● Task requirements: In the rows starting at the line with "Find white outlet cover in this photo." and ending at the line with "[0,332,332,345]", change every "wooden" to "timber" and reproduce only those rows with everything else left the same.

● Recorded information:
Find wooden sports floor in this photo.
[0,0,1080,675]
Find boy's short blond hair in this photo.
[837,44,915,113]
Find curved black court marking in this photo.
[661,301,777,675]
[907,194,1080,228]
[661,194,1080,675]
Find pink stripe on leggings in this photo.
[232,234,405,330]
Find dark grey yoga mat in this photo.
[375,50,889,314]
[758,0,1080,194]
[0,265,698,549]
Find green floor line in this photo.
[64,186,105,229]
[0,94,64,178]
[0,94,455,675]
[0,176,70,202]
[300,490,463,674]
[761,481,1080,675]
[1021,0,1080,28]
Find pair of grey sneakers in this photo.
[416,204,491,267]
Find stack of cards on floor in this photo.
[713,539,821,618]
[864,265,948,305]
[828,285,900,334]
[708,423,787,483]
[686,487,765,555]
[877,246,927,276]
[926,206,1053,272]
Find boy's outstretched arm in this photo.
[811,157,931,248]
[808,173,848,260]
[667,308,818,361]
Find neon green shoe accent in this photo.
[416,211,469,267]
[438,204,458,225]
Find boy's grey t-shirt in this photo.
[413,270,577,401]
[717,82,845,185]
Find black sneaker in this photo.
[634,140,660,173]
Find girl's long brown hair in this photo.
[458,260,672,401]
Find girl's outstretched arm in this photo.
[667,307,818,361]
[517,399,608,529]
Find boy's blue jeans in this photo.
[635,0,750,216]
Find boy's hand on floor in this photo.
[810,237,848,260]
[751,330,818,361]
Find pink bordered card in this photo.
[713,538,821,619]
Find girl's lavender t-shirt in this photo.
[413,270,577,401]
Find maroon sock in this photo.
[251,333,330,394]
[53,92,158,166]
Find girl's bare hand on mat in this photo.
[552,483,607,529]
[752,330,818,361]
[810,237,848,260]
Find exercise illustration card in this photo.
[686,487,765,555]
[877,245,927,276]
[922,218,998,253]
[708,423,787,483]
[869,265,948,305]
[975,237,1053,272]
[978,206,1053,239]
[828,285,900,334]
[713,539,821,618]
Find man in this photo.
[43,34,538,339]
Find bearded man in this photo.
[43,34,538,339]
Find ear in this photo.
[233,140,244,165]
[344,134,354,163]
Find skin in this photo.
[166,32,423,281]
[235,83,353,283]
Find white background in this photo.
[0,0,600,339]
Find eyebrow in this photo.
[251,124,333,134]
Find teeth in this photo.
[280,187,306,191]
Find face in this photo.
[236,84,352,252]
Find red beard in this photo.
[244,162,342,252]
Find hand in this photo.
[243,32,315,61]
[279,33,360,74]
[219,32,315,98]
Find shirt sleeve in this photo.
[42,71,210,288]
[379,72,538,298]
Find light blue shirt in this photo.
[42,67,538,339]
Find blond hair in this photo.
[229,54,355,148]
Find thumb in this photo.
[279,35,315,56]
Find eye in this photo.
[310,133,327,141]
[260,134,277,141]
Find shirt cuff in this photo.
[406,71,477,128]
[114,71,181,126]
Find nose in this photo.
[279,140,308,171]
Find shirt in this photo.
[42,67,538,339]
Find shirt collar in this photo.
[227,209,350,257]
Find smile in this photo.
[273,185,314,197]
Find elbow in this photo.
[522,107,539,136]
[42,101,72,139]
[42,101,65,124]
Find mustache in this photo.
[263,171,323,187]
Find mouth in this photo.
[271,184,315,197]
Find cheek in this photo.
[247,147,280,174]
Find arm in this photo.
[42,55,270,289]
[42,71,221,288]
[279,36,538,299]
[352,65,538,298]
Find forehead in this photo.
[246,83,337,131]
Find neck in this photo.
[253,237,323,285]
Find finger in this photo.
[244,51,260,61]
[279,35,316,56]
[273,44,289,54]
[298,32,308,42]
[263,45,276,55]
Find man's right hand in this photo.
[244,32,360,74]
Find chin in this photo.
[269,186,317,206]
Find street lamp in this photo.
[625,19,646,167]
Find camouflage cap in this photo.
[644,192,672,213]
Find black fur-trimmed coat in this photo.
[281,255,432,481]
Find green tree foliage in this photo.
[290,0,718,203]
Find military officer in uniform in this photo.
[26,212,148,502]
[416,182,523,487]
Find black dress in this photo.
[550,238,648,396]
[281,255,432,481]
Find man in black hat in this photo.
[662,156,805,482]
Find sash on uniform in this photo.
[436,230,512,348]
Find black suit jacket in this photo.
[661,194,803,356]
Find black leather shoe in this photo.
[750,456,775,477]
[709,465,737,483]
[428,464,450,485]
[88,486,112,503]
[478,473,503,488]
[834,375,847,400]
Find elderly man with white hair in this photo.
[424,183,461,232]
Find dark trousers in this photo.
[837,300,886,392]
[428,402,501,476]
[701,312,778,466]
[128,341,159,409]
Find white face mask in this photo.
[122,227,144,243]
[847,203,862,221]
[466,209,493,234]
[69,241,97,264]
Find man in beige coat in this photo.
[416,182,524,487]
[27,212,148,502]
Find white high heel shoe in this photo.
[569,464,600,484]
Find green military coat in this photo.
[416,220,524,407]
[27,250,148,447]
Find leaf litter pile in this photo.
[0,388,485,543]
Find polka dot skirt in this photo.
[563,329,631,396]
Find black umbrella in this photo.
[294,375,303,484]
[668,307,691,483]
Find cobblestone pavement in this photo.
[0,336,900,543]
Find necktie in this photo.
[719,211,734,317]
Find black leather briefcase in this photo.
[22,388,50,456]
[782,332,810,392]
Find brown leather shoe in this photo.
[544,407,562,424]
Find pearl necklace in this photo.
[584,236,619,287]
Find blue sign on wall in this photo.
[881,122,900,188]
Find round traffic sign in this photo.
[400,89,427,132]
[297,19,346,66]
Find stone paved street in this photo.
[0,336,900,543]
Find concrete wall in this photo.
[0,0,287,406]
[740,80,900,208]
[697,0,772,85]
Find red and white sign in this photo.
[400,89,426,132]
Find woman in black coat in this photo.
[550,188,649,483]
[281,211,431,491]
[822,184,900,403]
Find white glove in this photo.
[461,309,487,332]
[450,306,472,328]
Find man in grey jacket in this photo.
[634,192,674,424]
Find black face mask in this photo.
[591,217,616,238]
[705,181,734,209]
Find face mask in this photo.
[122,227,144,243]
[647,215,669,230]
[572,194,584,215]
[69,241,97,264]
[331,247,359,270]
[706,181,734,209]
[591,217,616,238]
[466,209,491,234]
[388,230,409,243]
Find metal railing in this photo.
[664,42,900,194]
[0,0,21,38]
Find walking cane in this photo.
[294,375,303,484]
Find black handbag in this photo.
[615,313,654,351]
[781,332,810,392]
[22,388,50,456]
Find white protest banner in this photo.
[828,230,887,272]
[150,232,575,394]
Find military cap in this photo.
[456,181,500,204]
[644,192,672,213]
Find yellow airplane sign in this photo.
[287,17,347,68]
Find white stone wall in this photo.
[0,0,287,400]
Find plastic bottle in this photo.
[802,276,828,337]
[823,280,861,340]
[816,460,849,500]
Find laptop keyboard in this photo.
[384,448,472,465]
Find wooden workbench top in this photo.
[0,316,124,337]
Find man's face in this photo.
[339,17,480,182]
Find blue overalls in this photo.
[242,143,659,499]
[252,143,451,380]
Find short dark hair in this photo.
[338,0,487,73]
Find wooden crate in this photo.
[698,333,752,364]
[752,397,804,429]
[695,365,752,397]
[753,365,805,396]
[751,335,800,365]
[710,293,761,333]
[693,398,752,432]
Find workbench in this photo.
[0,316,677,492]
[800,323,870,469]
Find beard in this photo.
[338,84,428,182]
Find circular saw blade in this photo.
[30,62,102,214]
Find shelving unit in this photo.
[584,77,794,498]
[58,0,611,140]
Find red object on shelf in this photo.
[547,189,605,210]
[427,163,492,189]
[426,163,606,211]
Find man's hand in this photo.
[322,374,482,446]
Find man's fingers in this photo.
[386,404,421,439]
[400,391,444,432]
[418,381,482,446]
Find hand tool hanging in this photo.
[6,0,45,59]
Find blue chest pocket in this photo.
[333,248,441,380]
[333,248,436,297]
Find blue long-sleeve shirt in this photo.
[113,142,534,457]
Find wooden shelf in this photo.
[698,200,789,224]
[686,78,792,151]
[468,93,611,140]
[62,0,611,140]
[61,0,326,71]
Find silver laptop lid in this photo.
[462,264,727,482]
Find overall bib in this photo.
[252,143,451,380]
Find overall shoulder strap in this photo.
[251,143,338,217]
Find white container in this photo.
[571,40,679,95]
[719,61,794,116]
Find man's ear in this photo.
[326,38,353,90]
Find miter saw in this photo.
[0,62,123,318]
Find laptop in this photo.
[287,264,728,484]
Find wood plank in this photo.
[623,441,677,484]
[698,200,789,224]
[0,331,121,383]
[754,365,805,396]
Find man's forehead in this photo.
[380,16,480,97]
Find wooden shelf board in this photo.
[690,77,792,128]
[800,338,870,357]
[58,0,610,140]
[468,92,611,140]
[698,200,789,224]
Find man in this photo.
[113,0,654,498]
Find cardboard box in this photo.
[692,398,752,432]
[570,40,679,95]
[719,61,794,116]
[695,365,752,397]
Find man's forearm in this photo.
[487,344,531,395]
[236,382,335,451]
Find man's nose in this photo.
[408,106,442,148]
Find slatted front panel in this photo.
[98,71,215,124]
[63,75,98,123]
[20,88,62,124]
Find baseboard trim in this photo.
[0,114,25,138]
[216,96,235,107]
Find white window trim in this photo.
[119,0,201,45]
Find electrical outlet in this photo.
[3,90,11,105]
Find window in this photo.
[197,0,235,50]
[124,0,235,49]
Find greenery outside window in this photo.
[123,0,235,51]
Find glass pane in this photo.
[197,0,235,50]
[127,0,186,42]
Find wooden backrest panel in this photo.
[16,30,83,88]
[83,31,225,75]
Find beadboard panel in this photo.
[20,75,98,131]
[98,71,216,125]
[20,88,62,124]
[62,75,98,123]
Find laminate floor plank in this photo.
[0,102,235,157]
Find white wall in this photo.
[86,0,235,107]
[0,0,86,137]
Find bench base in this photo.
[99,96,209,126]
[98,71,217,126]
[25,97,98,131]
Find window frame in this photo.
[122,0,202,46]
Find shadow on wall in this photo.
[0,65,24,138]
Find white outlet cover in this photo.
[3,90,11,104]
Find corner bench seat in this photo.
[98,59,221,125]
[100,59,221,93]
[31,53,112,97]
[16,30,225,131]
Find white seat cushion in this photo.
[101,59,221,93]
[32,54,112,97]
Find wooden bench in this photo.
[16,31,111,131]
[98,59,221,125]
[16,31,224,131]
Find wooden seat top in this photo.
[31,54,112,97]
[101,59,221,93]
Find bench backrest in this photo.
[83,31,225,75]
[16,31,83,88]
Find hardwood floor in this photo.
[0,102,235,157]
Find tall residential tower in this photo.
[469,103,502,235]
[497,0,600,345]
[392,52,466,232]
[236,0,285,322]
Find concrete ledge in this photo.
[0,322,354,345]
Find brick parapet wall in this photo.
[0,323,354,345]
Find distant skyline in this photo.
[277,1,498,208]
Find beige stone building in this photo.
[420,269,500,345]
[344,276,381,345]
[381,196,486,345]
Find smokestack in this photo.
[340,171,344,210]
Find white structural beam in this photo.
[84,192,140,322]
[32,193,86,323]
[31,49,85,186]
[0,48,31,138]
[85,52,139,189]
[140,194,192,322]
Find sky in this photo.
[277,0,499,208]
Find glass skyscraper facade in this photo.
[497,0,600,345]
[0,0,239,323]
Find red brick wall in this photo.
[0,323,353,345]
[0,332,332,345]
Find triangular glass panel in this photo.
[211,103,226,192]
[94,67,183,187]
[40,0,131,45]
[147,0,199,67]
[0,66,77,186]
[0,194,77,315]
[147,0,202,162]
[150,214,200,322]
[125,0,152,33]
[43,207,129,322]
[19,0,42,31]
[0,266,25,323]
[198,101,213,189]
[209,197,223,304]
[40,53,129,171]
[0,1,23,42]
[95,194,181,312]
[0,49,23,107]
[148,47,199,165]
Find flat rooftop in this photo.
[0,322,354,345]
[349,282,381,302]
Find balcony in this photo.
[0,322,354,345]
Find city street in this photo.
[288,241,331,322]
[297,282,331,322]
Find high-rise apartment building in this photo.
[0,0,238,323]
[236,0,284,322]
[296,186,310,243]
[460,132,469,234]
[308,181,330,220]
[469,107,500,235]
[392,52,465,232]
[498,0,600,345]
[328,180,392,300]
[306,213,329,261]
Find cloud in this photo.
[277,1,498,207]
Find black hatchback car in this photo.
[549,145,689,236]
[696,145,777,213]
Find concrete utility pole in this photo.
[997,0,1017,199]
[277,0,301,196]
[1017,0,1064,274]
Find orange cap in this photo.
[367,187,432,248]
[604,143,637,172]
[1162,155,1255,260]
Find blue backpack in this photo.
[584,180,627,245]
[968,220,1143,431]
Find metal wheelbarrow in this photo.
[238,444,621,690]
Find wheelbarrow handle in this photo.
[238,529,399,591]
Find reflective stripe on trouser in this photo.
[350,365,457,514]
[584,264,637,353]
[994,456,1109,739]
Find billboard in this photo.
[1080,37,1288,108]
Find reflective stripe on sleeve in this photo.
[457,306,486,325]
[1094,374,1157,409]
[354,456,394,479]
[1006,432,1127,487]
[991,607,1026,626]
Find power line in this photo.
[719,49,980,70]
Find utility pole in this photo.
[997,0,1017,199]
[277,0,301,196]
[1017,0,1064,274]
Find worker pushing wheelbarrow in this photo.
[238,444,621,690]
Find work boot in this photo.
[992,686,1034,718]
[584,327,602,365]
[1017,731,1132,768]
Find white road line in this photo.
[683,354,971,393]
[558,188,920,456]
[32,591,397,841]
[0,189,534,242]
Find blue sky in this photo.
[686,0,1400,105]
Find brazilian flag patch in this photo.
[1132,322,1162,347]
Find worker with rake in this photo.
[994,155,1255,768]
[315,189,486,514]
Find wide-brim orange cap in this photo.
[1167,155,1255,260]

● Correct output:
Find white outlet cover in this photo.
[3,90,11,104]
Find corner bench seat in this photo.
[98,59,221,125]
[100,59,221,93]
[31,53,112,97]
[16,30,225,131]
Find white seat cushion in this photo.
[101,59,221,93]
[32,54,112,97]
Find timber bench in this photo.
[16,31,111,131]
[98,59,221,125]
[16,31,224,131]
Find timber seat top in this photo.
[31,54,112,97]
[101,59,221,93]
Find bench backrest in this photo.
[83,31,225,75]
[16,31,83,88]
Find hardwood floor in this photo.
[0,102,235,157]
Find tall residential tower in this photo.
[469,103,502,235]
[497,0,600,345]
[392,52,466,232]
[236,0,285,322]
Find concrete ledge in this photo.
[0,322,354,345]
Find brick parapet wall in this photo.
[0,323,354,345]
Find distant skyline in this photo.
[277,1,498,208]
Find beige stone building in this photo.
[420,269,500,345]
[344,276,381,345]
[381,196,486,345]
Find smokestack in this photo.
[340,171,344,210]
Find white structural beam in this photo.
[84,192,140,322]
[32,193,86,323]
[31,49,85,186]
[0,48,31,138]
[85,52,139,189]
[140,194,192,322]
Find sky in this photo.
[277,0,499,208]
Find glass skyscraper facade in this photo.
[497,0,600,345]
[0,0,239,323]
Find red brick wall in this photo.
[0,323,353,345]
[0,332,332,345]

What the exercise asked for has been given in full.